Records:
+-------+

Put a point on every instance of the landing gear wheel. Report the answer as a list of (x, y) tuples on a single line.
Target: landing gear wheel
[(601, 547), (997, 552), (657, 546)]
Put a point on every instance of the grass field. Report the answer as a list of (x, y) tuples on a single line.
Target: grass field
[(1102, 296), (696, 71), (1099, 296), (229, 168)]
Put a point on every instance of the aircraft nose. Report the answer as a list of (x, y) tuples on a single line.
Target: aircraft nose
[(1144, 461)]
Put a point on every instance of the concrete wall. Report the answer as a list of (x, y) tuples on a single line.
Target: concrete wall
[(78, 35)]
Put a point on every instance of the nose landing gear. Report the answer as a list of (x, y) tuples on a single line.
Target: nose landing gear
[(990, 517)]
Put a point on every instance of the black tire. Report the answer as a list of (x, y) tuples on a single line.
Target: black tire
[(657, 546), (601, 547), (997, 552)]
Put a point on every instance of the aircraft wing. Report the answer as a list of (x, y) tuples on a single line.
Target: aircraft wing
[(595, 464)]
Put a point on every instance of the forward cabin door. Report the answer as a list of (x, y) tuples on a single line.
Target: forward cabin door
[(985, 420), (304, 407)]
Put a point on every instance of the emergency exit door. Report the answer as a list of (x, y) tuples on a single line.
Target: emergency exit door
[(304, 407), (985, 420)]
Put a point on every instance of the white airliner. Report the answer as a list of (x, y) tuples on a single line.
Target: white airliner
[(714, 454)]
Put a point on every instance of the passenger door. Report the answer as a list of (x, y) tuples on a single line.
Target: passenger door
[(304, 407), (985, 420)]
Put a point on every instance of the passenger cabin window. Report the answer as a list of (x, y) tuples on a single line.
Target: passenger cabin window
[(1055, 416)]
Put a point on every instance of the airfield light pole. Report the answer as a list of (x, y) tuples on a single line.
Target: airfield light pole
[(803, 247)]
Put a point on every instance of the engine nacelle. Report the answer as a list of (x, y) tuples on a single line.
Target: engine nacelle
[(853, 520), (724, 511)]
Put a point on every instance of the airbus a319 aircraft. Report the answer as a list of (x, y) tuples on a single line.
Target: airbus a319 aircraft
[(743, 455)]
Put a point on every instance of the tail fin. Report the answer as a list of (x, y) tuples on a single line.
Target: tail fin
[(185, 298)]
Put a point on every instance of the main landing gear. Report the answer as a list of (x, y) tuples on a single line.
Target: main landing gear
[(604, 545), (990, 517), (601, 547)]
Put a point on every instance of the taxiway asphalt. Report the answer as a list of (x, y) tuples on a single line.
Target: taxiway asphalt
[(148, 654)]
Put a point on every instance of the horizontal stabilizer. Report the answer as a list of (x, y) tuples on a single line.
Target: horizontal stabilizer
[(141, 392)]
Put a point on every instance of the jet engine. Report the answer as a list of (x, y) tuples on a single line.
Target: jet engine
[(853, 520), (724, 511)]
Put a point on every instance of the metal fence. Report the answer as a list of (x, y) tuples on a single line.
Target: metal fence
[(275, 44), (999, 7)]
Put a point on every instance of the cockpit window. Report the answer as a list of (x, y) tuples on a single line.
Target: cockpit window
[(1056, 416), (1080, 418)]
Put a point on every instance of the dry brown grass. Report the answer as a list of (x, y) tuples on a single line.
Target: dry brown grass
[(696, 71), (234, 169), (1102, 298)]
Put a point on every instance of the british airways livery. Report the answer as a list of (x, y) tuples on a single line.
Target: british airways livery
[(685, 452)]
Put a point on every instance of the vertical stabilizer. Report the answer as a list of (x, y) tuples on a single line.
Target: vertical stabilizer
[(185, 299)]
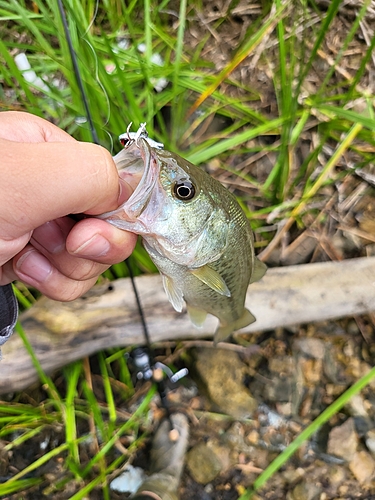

+-------+

Work to complete:
Repeat the lines of all the records above word for word, leaving out the pictures.

Exercise result:
Put a point on every instance of the landing gear wheel. Report the answer as a list of (x, y) tuples on a single line.
Target: landing gear wheel
[(601, 547), (997, 552), (657, 546)]
Put a point on every instance of the grass field. Report the answer as a list of (x, y) tuples on a single line.
Target: grass field
[(1102, 296), (696, 71), (1099, 296), (229, 168)]
Put a point on every instance of the aircraft nose. Report the answer as a list of (x, y) tuples on a single line.
Target: aircraft nose
[(1144, 461)]
Put a point on every instance of the concrete wall. Report the answer as a list of (x, y) tuples on a single line.
Target: concrete wall
[(78, 35)]
Put a point on every instance of the nose landing gear. Report the answer as a list of (x, y) tuples on a single line.
Target: nose landing gear
[(990, 517)]
Put a point on every instance of the black tire. Report the answer as a list of (x, y) tuples on a single line.
Target: black tire
[(657, 546), (601, 547), (997, 552)]
Put a point on every instance of the aircraft wing. Report the answer as a list of (x, y) tuples on a single line.
Target: aircraft wing
[(595, 464)]
Put a point on every instance of the forward cabin door. Report the answer as a list of (x, y) tuples on a single line.
Target: forward cabin door
[(985, 420), (304, 407)]
Put a point on every instance of the emergency exit door. Report the answer as a list of (x, y) tuples on a single line.
Target: emergency exit door
[(304, 407), (985, 420)]
Put a point on every instance of the white airliner. Report the answer as a list of (x, y) tuples on a single line.
Target: white airliner
[(714, 454)]
Put a point on every instance of the passenger door. Report the answer as a list of (x, y) tuples on a single line.
Target: passenger door
[(304, 407), (985, 420)]
Put a point on every instance of the passenger cabin window. Report the answer as a list of (x, y) tuples on a single line.
Target: passenger cabin window
[(1055, 416)]
Put a point on every instance of the airfield light pole. Report the answer as a list of (x, y) tuples on a single line.
Target: airfield light pole
[(803, 247)]
Put a point on every instance of the engine nacelle. Report the answer as a list of (x, y) tuples on a single line.
Target: engine nacelle
[(853, 520), (724, 511)]
Put a point on every instance of the airbus a319 aircraft. Report the answer as a list of (x, y) tuples on a single line.
Target: airbus a319 aircraft
[(743, 455)]
Put a point on every instance of the tail fin. Report the answer as a list of (x, y) tuples on a single line.
Target: tail fin
[(185, 298)]
Put a point on every instance of the main landing gear. Report the answer as a list of (x, y) tuples on a single line.
Target: main landing gear
[(604, 545), (990, 517), (601, 547)]
Put a point on every instance of the taxiway asphalt. Report the answer as a list of (x, y) tuples on a single line.
Target: taxiway asphalt
[(148, 654)]
Put a point on every instance of the horizontal stabilizer. Report the answer as a list of (x, y) tuples on a single line.
Target: horizontal stabilizer
[(141, 392)]
Put a point on every instance of the jet engine. Report the answer as a list of (x, y) tuples on a single line.
Target: jet engine
[(853, 520), (724, 511)]
Put a point on every instance of the metal fence. Report the answer as a list of (x, y) tuples on a single line.
Target: metal fence
[(275, 44), (999, 7)]
Put a point on every instance of the cockpit window. Report the answer as a list of (x, y) tuples on a single line.
Target: cockpit window
[(1056, 416), (1080, 418)]
Put a point on every instance of the dry brown grass. Report the answer as a list of (x, y) tuples on a single line.
Target: dry brown grass
[(696, 71), (234, 169), (1102, 298)]
Put a point on every instance of the british airways livery. Report the answer as a list of (x, y) tuples on a single line.
Target: british airways livery
[(685, 452)]
Put a point on every instance of the vertical stabilizer. Report the answer as a list of (x, y) tuples on a single line.
Target: vertical stabilizer
[(185, 299)]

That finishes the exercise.